**Aim of the exercise:**
Count the lines in the records below that contain the word "midrib". Reply with the number only.

**The records:**
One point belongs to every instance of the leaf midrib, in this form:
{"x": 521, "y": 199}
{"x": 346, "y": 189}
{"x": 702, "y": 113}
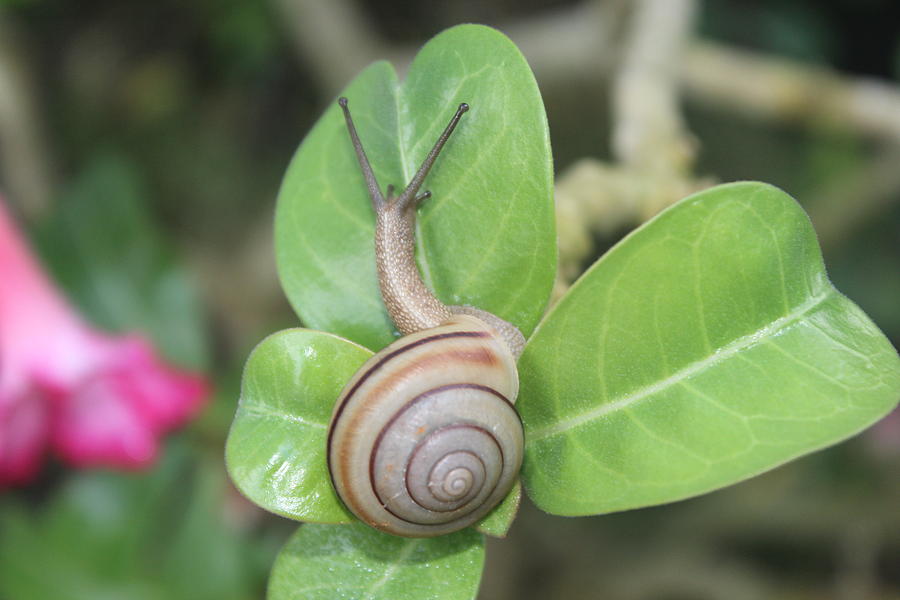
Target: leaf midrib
{"x": 722, "y": 354}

**Written solution:**
2